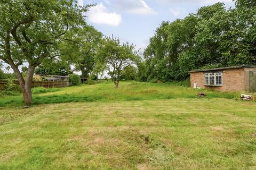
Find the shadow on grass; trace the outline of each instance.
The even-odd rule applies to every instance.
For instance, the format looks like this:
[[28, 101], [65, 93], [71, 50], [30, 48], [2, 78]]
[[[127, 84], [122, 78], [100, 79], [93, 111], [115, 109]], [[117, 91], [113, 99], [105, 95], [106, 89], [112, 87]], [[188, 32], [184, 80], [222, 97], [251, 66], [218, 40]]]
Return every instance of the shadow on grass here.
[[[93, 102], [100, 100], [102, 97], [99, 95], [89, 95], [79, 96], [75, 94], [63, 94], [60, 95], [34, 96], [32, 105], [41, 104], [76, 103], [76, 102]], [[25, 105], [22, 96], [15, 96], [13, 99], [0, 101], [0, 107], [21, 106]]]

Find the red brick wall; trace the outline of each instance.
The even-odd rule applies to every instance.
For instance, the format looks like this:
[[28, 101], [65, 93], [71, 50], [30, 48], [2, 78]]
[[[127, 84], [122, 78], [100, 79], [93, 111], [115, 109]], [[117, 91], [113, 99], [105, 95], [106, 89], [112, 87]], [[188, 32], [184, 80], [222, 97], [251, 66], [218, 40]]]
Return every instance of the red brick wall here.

══════

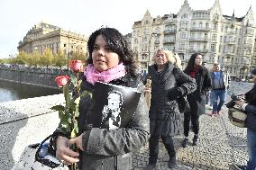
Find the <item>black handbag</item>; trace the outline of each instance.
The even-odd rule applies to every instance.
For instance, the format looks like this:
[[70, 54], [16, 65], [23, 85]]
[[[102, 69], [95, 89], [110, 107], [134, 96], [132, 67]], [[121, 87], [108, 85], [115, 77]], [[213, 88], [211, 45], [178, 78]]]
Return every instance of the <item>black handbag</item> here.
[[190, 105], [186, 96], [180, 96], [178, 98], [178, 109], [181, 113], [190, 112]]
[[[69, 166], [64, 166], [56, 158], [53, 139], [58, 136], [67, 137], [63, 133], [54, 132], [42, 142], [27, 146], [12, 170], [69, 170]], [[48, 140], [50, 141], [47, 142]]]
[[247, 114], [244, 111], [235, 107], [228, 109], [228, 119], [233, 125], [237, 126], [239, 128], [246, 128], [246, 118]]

══════

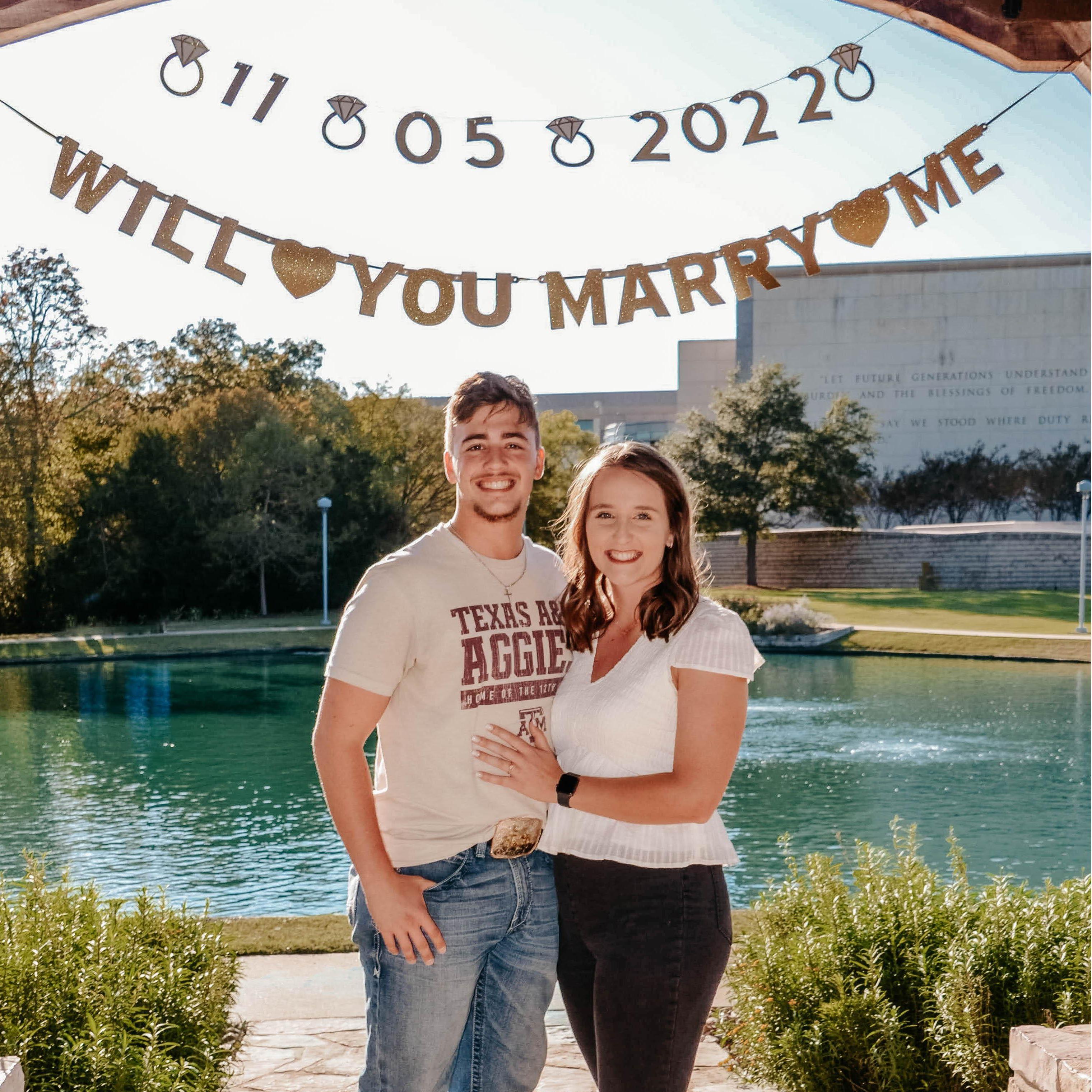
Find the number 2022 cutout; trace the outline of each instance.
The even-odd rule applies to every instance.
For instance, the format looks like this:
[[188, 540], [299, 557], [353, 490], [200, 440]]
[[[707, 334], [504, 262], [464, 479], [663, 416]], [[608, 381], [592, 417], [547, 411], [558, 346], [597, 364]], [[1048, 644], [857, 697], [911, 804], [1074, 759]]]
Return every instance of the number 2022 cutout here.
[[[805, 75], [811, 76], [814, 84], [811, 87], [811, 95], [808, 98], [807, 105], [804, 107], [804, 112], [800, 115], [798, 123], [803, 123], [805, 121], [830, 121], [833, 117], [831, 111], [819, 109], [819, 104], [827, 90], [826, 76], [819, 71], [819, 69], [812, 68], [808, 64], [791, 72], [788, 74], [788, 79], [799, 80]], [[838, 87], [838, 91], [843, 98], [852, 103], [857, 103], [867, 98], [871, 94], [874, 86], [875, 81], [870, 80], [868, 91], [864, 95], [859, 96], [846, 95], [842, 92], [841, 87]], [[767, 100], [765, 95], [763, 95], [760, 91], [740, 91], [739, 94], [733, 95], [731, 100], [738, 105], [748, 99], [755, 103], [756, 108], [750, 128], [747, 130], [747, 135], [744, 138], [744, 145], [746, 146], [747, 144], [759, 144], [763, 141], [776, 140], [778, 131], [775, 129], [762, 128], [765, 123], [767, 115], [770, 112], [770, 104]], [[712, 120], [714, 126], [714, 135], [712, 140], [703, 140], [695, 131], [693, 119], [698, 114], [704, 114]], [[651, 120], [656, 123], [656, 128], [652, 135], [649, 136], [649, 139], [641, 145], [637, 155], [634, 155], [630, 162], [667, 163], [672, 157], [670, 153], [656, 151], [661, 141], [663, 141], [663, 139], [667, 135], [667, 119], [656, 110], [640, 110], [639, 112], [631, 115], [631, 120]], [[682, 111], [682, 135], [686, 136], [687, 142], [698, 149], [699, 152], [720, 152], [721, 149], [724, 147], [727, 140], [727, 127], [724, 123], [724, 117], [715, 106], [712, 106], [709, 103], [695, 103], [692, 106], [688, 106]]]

══════

• What needs to be done
Pick out each line of the material above that contains the string "here", and copy those lines. Matching is case-sensitive.

• Written response
Return every instance of the shadow on grass here.
Return every instance of the red brick wall here.
Return every instance of the <item>black handbag</item> here.
Return every instance of the number 2022 cutout here.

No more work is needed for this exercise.